In 1965 The Sunday Times invited Brigid Brophy to write an article on a topic of her choice. The following essay stimulated debate and placed Brophy in the vanguard of the modern pro-animal movement. Her argument is still relevant today.


 

Were it announced tomorrow that anyone who fancied it might, without risk of reprisals or recriminations, stand at a fourth- storey window, dangle out of it a length of string with a meal (labelled ‘Free’) on the end, wait till a chance passer-by took a bite and then, having entangled his cheek or gullet on a hook hidden in the food, haul him up the fourth floor and there batter him to death with a knobkerrie, I do not think there would be many takers.
 

Most sane adults would, I imagine, sicken at the mere thought. Yet sane adults do the equivalent to fish every day: not in panic, sexual jealousy, ideological frenzy or even greed— many of our freshwater fish are virtually inedible, and not one of them constitutes a threat to the life, love or ideology of a human on the bank—but for amusement. Civilization is not outraged at their behaviour. On the contrary: that a person’s hobby is fishing is often read as a guarantee of his sterling and innocent character.
 

The relationship of homo sapiens to the other animals is one of unremitting exploitation. We employ their work; we eat and wear them. We employ them to serve our superstitions: whereas we used to sacrifice them to our gods and tear out their entrails in order to foresee the future, we now sacrifice them to science, and experiment on their entrails in the hope—or on the mere offchance— that we might thereby see a little more clearly into the present. When we can think of no pretext for causing their death and no profit to turn it to, we often cause it none the less, wantonly, the only gain being a brief pleasure for ourselves, which is usually only marginally bigger than the pleasure we could have had without killing anything; we could well enjoy marksmanship or cross-country galloping without requiring a real dead wild animal to show for it at the end.

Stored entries
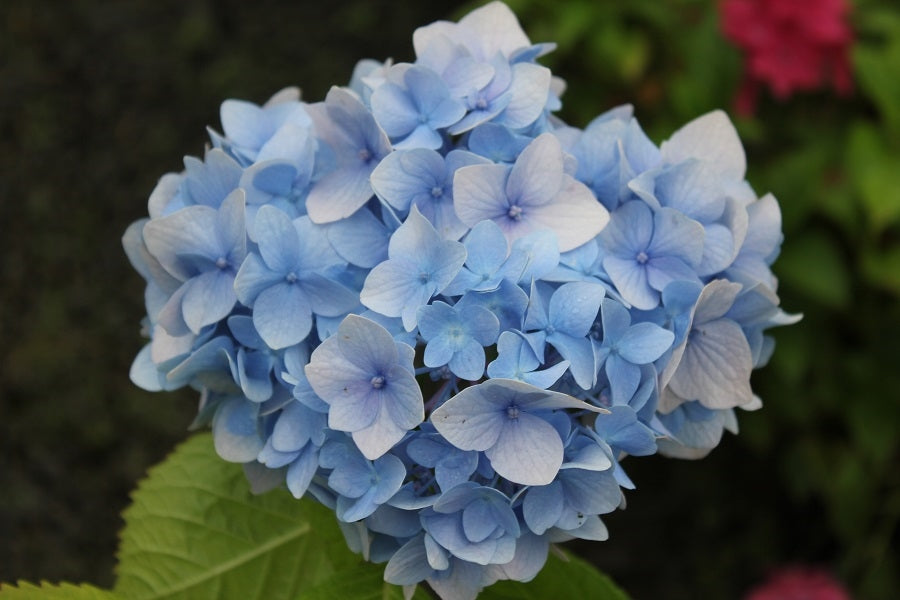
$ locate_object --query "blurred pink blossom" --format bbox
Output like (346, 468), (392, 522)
(720, 0), (853, 115)
(744, 567), (850, 600)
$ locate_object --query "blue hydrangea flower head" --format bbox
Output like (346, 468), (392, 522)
(431, 379), (603, 485)
(306, 315), (425, 460)
(122, 1), (799, 600)
(453, 134), (609, 252)
(360, 208), (466, 331)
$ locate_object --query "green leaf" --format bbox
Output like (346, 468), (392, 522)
(0, 581), (121, 600)
(297, 563), (431, 600)
(853, 10), (900, 131)
(115, 434), (378, 600)
(847, 122), (900, 233)
(478, 552), (628, 600)
(775, 232), (850, 308)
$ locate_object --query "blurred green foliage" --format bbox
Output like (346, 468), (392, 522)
(492, 0), (900, 598)
(0, 0), (900, 599)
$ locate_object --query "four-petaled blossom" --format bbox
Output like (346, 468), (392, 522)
(431, 379), (604, 485)
(306, 315), (425, 460)
(123, 2), (798, 599)
(416, 302), (500, 381)
(234, 206), (359, 349)
(359, 208), (466, 331)
(594, 298), (675, 404)
(453, 134), (609, 252)
(144, 190), (247, 335)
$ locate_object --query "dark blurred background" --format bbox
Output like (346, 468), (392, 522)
(0, 0), (900, 599)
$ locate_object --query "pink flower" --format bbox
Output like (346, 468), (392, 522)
(744, 567), (850, 600)
(720, 0), (853, 114)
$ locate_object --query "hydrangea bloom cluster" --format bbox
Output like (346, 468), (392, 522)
(124, 2), (793, 598)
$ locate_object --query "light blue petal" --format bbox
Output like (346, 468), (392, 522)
(616, 323), (675, 365)
(237, 348), (272, 402)
(497, 63), (551, 129)
(285, 444), (319, 498)
(606, 354), (641, 404)
(181, 269), (237, 334)
(660, 110), (747, 181)
(234, 254), (284, 307)
(669, 319), (753, 409)
(453, 165), (510, 227)
(603, 256), (659, 310)
(486, 412), (563, 485)
(371, 82), (419, 137)
(351, 402), (407, 460)
(522, 481), (565, 535)
(359, 260), (426, 322)
(371, 148), (445, 211)
(306, 164), (374, 224)
(506, 132), (564, 208)
(548, 281), (606, 343)
(448, 338), (493, 381)
(253, 283), (312, 350)
(560, 469), (622, 515)
(212, 398), (265, 463)
(326, 208), (390, 269)
(254, 206), (300, 274)
(547, 332), (598, 390)
(143, 206), (225, 281)
(520, 175), (609, 252)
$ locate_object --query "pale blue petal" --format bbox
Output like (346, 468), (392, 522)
(181, 269), (237, 334)
(652, 202), (704, 267)
(326, 209), (390, 269)
(697, 223), (736, 276)
(506, 133), (564, 208)
(371, 148), (445, 211)
(351, 406), (407, 462)
(212, 398), (265, 463)
(616, 323), (675, 365)
(486, 412), (563, 485)
(497, 63), (551, 129)
(359, 260), (424, 325)
(453, 165), (510, 227)
(603, 256), (659, 310)
(306, 163), (374, 224)
(660, 110), (747, 181)
(234, 254), (284, 307)
(606, 354), (641, 404)
(547, 332), (597, 390)
(548, 281), (606, 343)
(254, 206), (300, 274)
(335, 315), (399, 375)
(253, 283), (312, 350)
(448, 338), (493, 381)
(237, 348), (272, 402)
(524, 175), (609, 252)
(560, 469), (622, 515)
(522, 481), (565, 535)
(371, 82), (419, 137)
(285, 445), (319, 498)
(669, 319), (753, 409)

Objectives
[1] Lay out the records as a Markdown table with the columns Row and Line. Cover them from their start through the line containing "(520, 175), (609, 252)", include both ends, skip blank lines, and leave the pictures out.
[2] Carry on the essay about how humans treat other animals, starting after its last sentence.

Final answers
[1]
| Row | Line |
|---|---|
| 1 | $ locate_object --query "blurred pink blossom" --format bbox |
| 2 | Output like (346, 468), (392, 522) |
| 3 | (720, 0), (853, 115) |
| 4 | (744, 567), (850, 600) |
| 5 | $ locate_object --query "blue hydrangea flower head" --format bbox |
| 6 | Output like (346, 468), (392, 522) |
| 7 | (431, 379), (603, 485) |
| 8 | (306, 315), (425, 460) |
| 9 | (122, 1), (799, 600) |
| 10 | (453, 134), (609, 252) |
| 11 | (360, 208), (466, 331) |
| 12 | $ locate_object --query "green leaf" --format bbox |
| 13 | Output like (346, 468), (392, 522) |
| 14 | (0, 581), (121, 600) |
| 15 | (297, 563), (431, 600) |
| 16 | (853, 10), (900, 131) |
| 17 | (115, 434), (378, 600) |
| 18 | (847, 122), (900, 233) |
| 19 | (478, 552), (628, 600) |
| 20 | (775, 232), (850, 308) |
| 21 | $ locate_object --query "blurred green foliage" --format bbox |
| 22 | Output like (346, 468), (392, 522) |
| 23 | (492, 0), (900, 598) |
| 24 | (0, 0), (900, 599) |
| 25 | $ locate_object --query "four-petaled blossom" --format bbox |
| 26 | Output like (346, 468), (392, 522) |
| 27 | (431, 379), (604, 485) |
| 28 | (306, 315), (425, 460) |
| 29 | (123, 2), (798, 599) |
| 30 | (416, 302), (500, 381) |
| 31 | (234, 206), (359, 349) |
| 32 | (359, 208), (466, 331) |
| 33 | (594, 298), (675, 404) |
| 34 | (453, 134), (609, 252) |
| 35 | (144, 190), (247, 335) |
| 36 | $ locate_object --query "dark blurred background" --format bbox |
| 37 | Output like (346, 468), (392, 522) |
| 38 | (0, 0), (900, 599) |
| 39 | $ locate_object --query "pink flower" --format bbox |
| 40 | Output like (346, 468), (392, 522) |
| 41 | (744, 567), (850, 600) |
| 42 | (720, 0), (853, 114) |
| 43 | $ locate_object --query "hydrangea bloom cluster" --format bbox |
| 44 | Output like (346, 468), (392, 522) |
| 45 | (124, 2), (793, 598) |
| 46 | $ locate_object --query "light blue petal" --format bbox |
| 47 | Output like (346, 468), (392, 522) |
| 48 | (616, 323), (675, 365) |
| 49 | (237, 348), (272, 402) |
| 50 | (497, 63), (551, 129) |
| 51 | (285, 444), (319, 498) |
| 52 | (606, 354), (641, 404) |
| 53 | (181, 269), (237, 334) |
| 54 | (660, 110), (747, 181) |
| 55 | (234, 254), (284, 307) |
| 56 | (669, 319), (753, 409) |
| 57 | (453, 165), (510, 227) |
| 58 | (603, 256), (659, 310) |
| 59 | (486, 412), (563, 485) |
| 60 | (371, 82), (419, 137) |
| 61 | (351, 402), (407, 460) |
| 62 | (522, 481), (565, 535) |
| 63 | (359, 260), (426, 322) |
| 64 | (371, 148), (445, 211) |
| 65 | (306, 164), (374, 224) |
| 66 | (506, 132), (564, 208) |
| 67 | (548, 281), (606, 343) |
| 68 | (448, 338), (493, 381) |
| 69 | (253, 283), (312, 350) |
| 70 | (560, 469), (622, 515) |
| 71 | (212, 398), (265, 463) |
| 72 | (326, 208), (390, 269) |
| 73 | (254, 206), (300, 274) |
| 74 | (547, 332), (598, 390) |
| 75 | (143, 206), (225, 281) |
| 76 | (520, 175), (609, 252) |

[2]
 

It is rare for us to leave wild animals alive; when we do, we often do not leave them wild. Some we put on display in a prison just large enough for them to survive, but not in any full sense to live, in. Others we trundle about the country in their prisons, pausing every now and then to put them on public exhibition performing, like clockwork, ‘tricks’ we have ‘trained’ into them. However, animals are not clockwork but instinctual beings. Circus ‘tricks’ are spectacular or risible as the case may be precisely because they violate the animals’ instinctual nature—which is precisely why they ought to violate both our moral and our aesthetic sense.
 

But where animals are concerned humanity seems to have switched off its morals and aesthetics—indeed, its very imagination. Goodness knows those faculties function erratically enough in our dealings with one another. But at least we recognise their faultiness. We spend an increasing number of our cooler moments trying to forestall the moral and aesthetic breakdowns which are liable, in a crisis, to precipitate us into atrocities against one another. We have bitter demarcation disputes about where the rights of one man end and those of the next man begin, but most men now acknowledge that there are such things as the rights of the next man. Only in relation to the next animal can civilized humans persuade themselves that they have absolute and arbitrary rights—that they may do anything whatever that they can get away with.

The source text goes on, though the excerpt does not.